# [Task statement]
Put the part of the records below that opens with the line containing "the cabinet knob" and closes with the line containing "315), (91, 253)]", both included, into a JSON list of strings with one string per line and blank lines omitted. Include no other lines.

# [Recorded data]
<<<<
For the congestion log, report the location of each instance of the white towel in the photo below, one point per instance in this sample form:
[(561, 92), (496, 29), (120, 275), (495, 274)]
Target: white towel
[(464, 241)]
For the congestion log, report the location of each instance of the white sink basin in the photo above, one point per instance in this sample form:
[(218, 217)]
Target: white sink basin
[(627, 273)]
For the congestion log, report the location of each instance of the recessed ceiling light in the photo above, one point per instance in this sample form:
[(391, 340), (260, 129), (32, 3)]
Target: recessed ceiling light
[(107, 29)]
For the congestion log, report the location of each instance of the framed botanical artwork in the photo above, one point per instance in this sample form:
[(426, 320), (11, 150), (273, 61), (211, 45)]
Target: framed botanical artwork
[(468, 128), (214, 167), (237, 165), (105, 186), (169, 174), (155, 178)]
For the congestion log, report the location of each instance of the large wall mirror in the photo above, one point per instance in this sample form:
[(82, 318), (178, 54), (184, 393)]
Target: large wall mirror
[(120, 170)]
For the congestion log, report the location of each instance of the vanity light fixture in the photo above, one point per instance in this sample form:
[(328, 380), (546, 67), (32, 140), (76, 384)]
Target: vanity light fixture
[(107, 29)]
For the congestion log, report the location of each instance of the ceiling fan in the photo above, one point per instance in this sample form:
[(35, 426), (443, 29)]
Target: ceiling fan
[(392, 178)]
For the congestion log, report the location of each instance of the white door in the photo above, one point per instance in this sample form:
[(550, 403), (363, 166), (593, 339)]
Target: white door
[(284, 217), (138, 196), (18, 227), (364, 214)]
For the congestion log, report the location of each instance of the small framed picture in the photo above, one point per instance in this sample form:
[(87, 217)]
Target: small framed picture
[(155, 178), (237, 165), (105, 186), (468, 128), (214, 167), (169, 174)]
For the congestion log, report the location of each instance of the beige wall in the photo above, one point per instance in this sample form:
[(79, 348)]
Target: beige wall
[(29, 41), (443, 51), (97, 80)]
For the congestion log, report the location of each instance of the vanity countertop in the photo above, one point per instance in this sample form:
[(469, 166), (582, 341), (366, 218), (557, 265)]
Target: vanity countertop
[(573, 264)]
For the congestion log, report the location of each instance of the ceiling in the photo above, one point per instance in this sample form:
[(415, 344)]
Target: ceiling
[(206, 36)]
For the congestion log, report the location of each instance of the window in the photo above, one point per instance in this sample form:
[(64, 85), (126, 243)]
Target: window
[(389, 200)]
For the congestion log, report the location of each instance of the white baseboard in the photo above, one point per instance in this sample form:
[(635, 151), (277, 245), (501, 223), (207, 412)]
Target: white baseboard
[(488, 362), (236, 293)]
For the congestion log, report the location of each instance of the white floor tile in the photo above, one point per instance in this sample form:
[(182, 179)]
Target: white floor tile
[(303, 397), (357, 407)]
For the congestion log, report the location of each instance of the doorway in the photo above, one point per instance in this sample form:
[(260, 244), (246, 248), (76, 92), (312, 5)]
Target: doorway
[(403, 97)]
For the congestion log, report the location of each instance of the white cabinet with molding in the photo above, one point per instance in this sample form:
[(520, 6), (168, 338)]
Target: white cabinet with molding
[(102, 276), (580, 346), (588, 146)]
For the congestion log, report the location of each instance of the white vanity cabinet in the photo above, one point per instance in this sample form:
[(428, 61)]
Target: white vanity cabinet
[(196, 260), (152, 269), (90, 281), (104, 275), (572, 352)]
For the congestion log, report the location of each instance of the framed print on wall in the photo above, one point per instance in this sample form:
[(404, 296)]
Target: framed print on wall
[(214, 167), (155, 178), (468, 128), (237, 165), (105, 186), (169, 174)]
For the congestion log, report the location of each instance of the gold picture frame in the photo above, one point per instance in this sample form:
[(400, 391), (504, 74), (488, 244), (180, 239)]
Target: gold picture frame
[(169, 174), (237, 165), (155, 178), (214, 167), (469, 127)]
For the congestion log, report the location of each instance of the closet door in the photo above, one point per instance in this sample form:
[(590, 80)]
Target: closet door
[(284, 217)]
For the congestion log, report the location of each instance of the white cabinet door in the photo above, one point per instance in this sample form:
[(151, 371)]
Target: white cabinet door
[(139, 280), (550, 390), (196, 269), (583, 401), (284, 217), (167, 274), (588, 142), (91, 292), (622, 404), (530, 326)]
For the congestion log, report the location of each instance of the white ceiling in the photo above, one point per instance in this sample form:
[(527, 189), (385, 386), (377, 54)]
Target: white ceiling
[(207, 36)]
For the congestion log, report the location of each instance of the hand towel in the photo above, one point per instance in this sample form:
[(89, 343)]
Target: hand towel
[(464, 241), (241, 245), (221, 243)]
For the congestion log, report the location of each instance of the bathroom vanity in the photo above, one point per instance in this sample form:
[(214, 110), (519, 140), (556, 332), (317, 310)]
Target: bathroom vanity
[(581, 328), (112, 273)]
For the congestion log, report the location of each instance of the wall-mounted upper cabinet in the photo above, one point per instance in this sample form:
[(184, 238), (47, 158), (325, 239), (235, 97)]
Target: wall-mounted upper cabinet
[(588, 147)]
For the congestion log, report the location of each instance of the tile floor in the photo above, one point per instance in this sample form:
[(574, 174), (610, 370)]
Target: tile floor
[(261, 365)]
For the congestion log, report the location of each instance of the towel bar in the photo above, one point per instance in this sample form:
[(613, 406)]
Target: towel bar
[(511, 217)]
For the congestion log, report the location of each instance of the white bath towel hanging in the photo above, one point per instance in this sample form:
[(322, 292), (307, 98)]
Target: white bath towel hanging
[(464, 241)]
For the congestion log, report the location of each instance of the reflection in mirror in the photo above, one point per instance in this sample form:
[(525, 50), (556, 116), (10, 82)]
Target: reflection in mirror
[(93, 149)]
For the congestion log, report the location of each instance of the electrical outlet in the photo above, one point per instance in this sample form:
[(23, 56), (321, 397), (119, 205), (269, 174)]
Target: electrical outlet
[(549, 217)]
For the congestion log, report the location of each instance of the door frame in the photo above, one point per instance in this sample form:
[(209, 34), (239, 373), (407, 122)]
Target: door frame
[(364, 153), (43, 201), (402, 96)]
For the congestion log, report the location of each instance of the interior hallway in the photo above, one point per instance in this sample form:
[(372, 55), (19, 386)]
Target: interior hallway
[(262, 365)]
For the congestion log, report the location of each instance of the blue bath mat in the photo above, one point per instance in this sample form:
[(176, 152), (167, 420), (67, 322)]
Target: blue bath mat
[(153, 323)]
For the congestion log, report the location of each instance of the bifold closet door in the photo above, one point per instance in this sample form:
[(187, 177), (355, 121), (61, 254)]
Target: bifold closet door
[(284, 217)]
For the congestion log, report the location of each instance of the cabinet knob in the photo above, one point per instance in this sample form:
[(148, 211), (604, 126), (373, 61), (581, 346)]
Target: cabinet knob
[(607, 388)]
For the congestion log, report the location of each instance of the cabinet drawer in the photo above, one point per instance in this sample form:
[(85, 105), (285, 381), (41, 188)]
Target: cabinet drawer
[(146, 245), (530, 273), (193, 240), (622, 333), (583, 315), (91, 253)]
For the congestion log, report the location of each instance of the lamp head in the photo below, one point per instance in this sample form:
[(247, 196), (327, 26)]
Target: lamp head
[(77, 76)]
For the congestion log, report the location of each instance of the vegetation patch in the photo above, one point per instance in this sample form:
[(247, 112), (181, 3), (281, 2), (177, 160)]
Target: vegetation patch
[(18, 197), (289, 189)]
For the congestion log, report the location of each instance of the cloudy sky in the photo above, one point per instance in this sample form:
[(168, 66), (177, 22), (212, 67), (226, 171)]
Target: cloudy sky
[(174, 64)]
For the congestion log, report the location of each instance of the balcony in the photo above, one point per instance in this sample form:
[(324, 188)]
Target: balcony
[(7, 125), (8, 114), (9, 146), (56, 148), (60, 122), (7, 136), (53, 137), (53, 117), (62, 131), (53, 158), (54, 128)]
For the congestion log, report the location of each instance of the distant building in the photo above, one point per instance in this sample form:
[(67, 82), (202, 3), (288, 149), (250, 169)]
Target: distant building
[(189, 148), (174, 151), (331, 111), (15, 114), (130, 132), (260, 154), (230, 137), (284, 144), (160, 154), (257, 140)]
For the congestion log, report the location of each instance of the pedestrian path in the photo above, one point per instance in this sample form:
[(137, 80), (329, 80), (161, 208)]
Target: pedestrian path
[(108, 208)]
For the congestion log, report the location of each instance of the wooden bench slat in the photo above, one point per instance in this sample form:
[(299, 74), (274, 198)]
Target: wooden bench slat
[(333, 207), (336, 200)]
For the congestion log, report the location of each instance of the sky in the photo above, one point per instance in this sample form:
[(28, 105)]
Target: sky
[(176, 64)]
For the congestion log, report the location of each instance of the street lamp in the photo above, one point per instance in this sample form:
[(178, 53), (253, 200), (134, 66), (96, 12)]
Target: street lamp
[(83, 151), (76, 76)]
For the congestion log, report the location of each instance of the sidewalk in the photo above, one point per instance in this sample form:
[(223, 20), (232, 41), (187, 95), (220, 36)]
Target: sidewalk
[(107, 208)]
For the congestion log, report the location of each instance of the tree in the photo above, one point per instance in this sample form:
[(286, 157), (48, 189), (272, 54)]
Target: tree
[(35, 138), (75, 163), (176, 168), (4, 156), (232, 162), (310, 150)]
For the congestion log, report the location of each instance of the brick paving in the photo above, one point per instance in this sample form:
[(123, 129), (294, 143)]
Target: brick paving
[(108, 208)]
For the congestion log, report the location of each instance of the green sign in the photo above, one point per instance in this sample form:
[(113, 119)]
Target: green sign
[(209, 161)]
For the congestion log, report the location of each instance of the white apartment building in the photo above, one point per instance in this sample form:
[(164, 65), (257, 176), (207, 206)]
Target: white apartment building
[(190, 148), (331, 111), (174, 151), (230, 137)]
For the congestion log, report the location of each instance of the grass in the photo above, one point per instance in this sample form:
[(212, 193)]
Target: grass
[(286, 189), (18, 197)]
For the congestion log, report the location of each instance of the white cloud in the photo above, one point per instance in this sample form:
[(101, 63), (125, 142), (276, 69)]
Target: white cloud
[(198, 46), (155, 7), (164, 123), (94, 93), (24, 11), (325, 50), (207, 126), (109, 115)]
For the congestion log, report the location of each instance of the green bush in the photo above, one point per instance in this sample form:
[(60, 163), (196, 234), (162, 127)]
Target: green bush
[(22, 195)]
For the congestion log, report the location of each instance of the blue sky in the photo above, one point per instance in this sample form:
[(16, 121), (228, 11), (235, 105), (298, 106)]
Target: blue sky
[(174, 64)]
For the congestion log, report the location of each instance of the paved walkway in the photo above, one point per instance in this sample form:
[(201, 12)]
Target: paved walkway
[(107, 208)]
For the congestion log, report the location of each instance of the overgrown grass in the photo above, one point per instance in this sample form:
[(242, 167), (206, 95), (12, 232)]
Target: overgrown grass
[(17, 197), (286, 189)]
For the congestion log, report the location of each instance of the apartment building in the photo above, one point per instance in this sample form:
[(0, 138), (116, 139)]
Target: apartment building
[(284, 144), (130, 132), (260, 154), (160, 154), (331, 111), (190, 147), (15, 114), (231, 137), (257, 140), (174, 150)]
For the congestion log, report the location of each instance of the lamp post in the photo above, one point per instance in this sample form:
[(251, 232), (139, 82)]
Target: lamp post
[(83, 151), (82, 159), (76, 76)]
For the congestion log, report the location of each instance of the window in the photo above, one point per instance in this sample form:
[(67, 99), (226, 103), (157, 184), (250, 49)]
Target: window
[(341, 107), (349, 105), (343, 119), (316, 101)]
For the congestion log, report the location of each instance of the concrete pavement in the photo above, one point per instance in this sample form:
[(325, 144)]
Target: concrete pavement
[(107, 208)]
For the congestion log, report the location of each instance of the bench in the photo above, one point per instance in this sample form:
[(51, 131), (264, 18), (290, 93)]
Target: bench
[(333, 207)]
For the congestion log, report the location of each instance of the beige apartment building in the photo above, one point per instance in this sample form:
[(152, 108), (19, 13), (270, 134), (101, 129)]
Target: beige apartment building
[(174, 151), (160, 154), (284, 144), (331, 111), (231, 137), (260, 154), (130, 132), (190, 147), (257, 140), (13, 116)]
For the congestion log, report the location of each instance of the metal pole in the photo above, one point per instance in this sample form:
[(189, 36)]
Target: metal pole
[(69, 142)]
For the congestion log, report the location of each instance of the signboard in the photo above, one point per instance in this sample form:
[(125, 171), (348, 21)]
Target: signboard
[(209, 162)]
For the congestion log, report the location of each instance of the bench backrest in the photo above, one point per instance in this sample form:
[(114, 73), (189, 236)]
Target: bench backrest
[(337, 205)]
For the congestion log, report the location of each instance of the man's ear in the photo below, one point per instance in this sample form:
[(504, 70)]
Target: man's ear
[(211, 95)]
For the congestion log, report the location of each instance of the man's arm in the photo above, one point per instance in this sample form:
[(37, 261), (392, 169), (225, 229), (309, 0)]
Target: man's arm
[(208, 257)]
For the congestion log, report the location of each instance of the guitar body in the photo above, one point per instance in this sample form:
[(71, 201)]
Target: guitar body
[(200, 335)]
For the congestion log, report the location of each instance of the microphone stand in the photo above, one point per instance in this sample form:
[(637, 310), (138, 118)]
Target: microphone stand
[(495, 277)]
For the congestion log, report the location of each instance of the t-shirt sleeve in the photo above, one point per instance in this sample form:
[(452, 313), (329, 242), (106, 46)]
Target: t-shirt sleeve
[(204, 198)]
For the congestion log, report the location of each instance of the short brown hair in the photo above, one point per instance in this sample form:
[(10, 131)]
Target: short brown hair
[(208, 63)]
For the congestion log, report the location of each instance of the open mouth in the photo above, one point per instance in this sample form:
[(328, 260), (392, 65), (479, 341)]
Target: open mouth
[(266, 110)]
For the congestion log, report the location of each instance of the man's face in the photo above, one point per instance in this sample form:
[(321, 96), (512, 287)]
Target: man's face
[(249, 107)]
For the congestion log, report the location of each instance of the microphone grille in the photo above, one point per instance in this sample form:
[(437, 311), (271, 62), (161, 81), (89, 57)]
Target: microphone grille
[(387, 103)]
>>>>
# [Answer for the task]
[
  "For the congestion log, report the location of each instance of the cabinet knob in the photo above, one point per instance in this sample form:",
  "[(148, 211), (604, 126), (373, 61), (581, 346)]",
  "Target: cabinet knob",
  "[(607, 388)]",
  "For the congestion log, report the location of each instance of the cabinet drawer in the photo above, one point per instance in this sample form:",
  "[(85, 105), (285, 381), (41, 188)]",
  "Target: cabinet drawer",
  "[(146, 245), (530, 273), (193, 240), (622, 333), (583, 315), (91, 253)]"
]